EXERCISE REQUIREMENTS:
The lines to be copied run from the one containing "Could you tag the bare" to the end of the material below; reproduce them exactly, including both ends, and nothing more.

RECORDS PROVIDED:
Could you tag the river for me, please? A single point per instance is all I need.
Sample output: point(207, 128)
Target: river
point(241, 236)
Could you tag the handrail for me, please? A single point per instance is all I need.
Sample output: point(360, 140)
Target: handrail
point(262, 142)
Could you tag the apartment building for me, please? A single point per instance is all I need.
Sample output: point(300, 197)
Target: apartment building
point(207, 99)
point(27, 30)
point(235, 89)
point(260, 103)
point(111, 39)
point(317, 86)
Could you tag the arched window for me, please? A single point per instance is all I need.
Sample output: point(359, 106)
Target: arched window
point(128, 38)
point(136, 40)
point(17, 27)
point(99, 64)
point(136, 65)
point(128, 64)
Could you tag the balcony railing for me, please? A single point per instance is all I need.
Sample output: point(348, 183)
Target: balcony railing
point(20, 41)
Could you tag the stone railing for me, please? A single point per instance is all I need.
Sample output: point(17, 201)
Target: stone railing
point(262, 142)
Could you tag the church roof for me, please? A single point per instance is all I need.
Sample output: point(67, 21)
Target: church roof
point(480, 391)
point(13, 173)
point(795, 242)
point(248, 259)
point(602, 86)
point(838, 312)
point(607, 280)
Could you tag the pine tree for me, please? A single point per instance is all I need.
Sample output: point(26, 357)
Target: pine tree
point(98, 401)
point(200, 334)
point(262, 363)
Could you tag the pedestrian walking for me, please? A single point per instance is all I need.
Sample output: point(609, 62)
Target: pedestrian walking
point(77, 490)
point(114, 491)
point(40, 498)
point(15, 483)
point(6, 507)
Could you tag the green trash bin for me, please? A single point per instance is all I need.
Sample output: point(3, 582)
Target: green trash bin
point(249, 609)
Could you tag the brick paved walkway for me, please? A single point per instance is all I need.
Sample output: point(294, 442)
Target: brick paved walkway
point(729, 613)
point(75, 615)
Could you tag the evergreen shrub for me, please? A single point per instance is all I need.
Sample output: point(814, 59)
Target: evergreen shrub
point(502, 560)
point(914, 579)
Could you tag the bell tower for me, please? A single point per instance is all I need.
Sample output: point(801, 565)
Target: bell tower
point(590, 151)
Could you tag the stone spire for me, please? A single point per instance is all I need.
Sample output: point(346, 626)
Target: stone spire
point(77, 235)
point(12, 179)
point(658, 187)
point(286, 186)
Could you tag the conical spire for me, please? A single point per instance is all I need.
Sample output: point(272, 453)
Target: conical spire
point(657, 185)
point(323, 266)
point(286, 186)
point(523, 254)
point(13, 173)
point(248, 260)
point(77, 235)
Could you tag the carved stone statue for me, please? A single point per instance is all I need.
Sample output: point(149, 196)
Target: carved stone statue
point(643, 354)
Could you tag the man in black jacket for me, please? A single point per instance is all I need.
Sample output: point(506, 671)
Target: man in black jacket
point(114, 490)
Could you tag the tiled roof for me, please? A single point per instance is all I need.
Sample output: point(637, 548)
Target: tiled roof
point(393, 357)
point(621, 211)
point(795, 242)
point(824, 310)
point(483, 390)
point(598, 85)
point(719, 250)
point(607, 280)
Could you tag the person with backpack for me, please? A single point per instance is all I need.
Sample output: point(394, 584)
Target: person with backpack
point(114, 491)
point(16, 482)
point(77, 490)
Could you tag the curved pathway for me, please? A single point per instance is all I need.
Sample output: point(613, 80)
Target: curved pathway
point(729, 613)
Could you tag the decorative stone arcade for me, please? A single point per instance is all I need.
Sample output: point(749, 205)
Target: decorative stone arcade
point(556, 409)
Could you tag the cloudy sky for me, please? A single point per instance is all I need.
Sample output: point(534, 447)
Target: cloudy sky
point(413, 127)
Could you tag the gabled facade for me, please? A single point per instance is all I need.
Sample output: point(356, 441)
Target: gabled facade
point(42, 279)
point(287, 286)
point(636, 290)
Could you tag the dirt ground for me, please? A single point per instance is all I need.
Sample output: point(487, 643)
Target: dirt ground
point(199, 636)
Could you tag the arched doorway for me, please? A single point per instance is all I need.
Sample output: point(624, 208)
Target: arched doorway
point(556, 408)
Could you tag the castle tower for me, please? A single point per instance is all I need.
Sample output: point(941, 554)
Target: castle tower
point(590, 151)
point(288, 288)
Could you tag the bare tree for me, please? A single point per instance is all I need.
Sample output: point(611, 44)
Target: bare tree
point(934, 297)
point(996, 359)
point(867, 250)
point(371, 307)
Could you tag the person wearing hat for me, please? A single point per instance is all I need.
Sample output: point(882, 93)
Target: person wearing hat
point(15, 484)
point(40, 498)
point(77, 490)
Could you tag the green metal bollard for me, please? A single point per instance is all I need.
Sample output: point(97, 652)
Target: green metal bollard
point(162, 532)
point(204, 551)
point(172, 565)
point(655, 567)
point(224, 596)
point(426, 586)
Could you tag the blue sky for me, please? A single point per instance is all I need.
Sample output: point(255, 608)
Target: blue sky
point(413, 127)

SOLUTION TO THE PROBLEM:
Could you tag the bare tree for me, please? A single point per instance is all I need.
Sample output: point(611, 44)
Target: bare tree
point(934, 297)
point(996, 359)
point(867, 250)
point(371, 307)
Could you tag the person wearing hat for me, please? A single point per instance is all I need.
Sample output: point(882, 93)
Target: person wearing hat
point(15, 484)
point(40, 498)
point(77, 490)
Could you tag the green metal bollard for me, please? A single point per instance is all I need.
Sample output: point(97, 652)
Target: green metal bollard
point(162, 532)
point(204, 551)
point(172, 565)
point(655, 567)
point(224, 596)
point(426, 586)
Could you tag the blue sky for me, please? A single point per instance is all I need.
Sample output: point(255, 608)
Target: blue sky
point(413, 127)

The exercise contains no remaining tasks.